■ REQUIREMENTS:
1. In the Cling double-delete post, which register is named as holding the first argument in the x86_64 calling convention?
2. Continue the Cling double-delete post from its last line.

■ READING TEXT:
Ok, but there is a double delete, and with a bit of CLING_DEBUG=1
I think I was able to guess what is going on:
cmssw/DataFormats/TrackCandidate/interface/TrajectoryStopReasons.h
has the following static const std::string
array: https://github.com/cms-sw/cmssw/blob/86e051b0c241cba35601a6095391324b1e4bfd7b/DataFormats/TrackCandidate/interface/TrajectoryStopReasons.h#L24-L40
namespace StopReasonName {
static const std::string StopReasonName[] = {
"UNINITIALIZED", // 0
"MAX_HITS", // 1
"MAX_LOST_HITS", // 2
"MAX_CONSECUTIVE_LOST_HITS", // 3
"LOST_HIT_FRACTION", // 4
"MIN_PT", // 5
"CHARGE_SIGNIFICANCE", // 6
"LOOPER", // 7
"MAX_CCC_LOST_HITS", // 8
"NO_SEGMENTS_FOR_VALID_LAYERS", // 9
"SEED_EXTENSION", // 10
"NOT_STOPPED" // 11 (be careful, NOT_STOPPED needs to be the last,
// its index differs from the enumeration value)
};
};
That header + static const std::string
array are #include
d into multiple dictionaries / Cling transactions and eventually double-deleted. Standalone reproducer in pure ROOT:
$ gdb --args root.exe -q -e 'namespace NS { static const std::string Reason[] = { "stopped" }; }' -e 'NS::Reason[0]' -e 'NS::Reason[0]'
[...]
(gdb) b cling::IncrementalExecutor::runAndRemoveStaticDestructors
Function "cling::IncrementalExecutor::runAndRemoveStaticDestructors" not defined.
Make breakpoint pending on future shared library load? (y or [n]) y
Breakpoint 1 (cling::IncrementalExecutor::runAndRemoveStaticDestructors) pending.
(gdb) r
[...]
Breakpoint 1, cling::IncrementalExecutor::runAndRemoveStaticDestructors (this=0x46d3f0, T=0x1c44750)
180 assert(T && "Must be set");
(gdb) b free
Breakpoint 2 at 0x7ffff4497e0c: free. (6 locations)
(gdb) commands
Type commands for breakpoint(s) 2, one per line.
End with a line saying just "end".
>printf "free(%p)\n", $rdi
>continue
>end
(gdb) c
This now jumps from one runAndRemoveStaticDestructors
to the next and collects the pointers that are passed to free
($rdi
is the first argument register in the x86_64 calling convention):
Breakpoint 1, cling::IncrementalExecutor::runAndRemoveStaticDestructors (this=0x46d3f0, T=0x1c800e0)
180 assert(T && "Must be set");
(gdb)
Continuing.
Breakpoint 2, 0x00007ffff6b13e20 in free () from /lib64/libc.so.6
free(0xec0500)
Breakpoint 2, 0x00007ffff6b13e20 in free () from /lib64/libc.so.6
free(0x1cc45b0)
Breakpoint 1, cling::IncrementalExecutor::runAndRemoveStaticDestructors (this=this@entry=0x46d3f0, T=T@entry=0x1c800e0)
(gdb)
Continuing.
Breakpoint 2, 0x00007ffff6b13e20 in free () from /lib64/libc.so.6
free(0x1c08100)

■ EXTRACTED MATERIAL:
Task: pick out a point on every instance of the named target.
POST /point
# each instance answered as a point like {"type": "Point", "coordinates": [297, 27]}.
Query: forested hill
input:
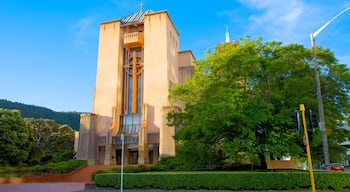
{"type": "Point", "coordinates": [70, 118]}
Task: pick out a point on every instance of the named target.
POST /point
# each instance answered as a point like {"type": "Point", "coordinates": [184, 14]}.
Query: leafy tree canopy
{"type": "Point", "coordinates": [239, 102]}
{"type": "Point", "coordinates": [15, 138]}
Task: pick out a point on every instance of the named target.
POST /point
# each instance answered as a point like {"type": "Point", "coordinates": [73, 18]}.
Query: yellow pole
{"type": "Point", "coordinates": [134, 83]}
{"type": "Point", "coordinates": [302, 109]}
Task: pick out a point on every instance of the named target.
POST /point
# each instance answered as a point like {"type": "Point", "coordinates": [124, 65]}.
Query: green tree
{"type": "Point", "coordinates": [15, 138]}
{"type": "Point", "coordinates": [61, 141]}
{"type": "Point", "coordinates": [41, 130]}
{"type": "Point", "coordinates": [239, 102]}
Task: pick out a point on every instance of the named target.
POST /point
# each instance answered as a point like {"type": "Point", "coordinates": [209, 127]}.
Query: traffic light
{"type": "Point", "coordinates": [312, 119]}
{"type": "Point", "coordinates": [296, 120]}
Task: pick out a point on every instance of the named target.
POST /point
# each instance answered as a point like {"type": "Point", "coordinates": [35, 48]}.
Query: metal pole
{"type": "Point", "coordinates": [320, 107]}
{"type": "Point", "coordinates": [307, 145]}
{"type": "Point", "coordinates": [322, 124]}
{"type": "Point", "coordinates": [122, 163]}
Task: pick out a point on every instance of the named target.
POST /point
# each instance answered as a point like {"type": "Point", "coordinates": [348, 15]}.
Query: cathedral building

■ OUTPUTS IN ORDER:
1. $rdi

2.
Breakpoint 1, cling::IncrementalExecutor::runAndRemoveStaticDestructors (this=0x46d3f0, T=0x1cef7d0) at /home/jhahnfel/ROOT/src/interpreter/cling/lib/Interpreter/IncrementalExecutor.cpp:180
180 assert(T && "Must be set");
(gdb)
Continuing.
Breakpoint 1, cling::IncrementalExecutor::runAndRemoveStaticDestructors (this=0x46d3f0, T=0x1c58770) at /home/jhahnfel/ROOT/src/interpreter/cling/lib/Interpreter/IncrementalExecutor.cpp:180
180 assert(T && "Must be set");
(gdb)
Continuing.
Breakpoint 2, 0x00007ffff6b13e20 in free () from /lib64/libc.so.6
free(0x1b2e5d0)
Breakpoint 2, 0x00007ffff6b13e20 in free () from /lib64/libc.so.6
free(0x1ca9130)
Breakpoint 1, cling::IncrementalExecutor::runAndRemoveStaticDestructors (this=this@entry=0x46d3f0, T=T@entry=0x1c58770)
at /home/jhahnfel/ROOT/src/interpreter/cling/lib/Interpreter/IncrementalExecutor.cpp:180
180 assert(T && "Must be set");
(gdb)
Continuing.
Breakpoint 2, 0x00007ffff6b13e20 in free () from /lib64/libc.so.6
free(0x1c08100)
eventually freeing 0x1c08100
twice. Still unclear why we double delete the same object (I have a suspicion), but before I investigate let me first try to work around the problem to confirm that I'm on the right track.
Even easier way to reproduce:
$ ./bin/root.exe -q -l -e 'struct A { int val; A(int v) : val(v) { printf("A(%d), this = %p\n", val, this); } ~A() { printf("~A(%d), this = %p\n", val, this); } };' -e 'const A a(1);' -e 'a.val' -e 'a.val'
A(1), this = 0x7f5349439000
A(1), this = 0x7f5349439000
(const int) 1
A(1), this = 0x7f5349439000
(const int) 1
~A(1), this = 0x7f5349439000
~A(1), this = 0x7f5349439000
~A(1), this = 0x7f5349439000
With that, confirmed that this affects master
and v6.28 while v6.26 and older seem fine. I guess this is good news for CMS and their production version...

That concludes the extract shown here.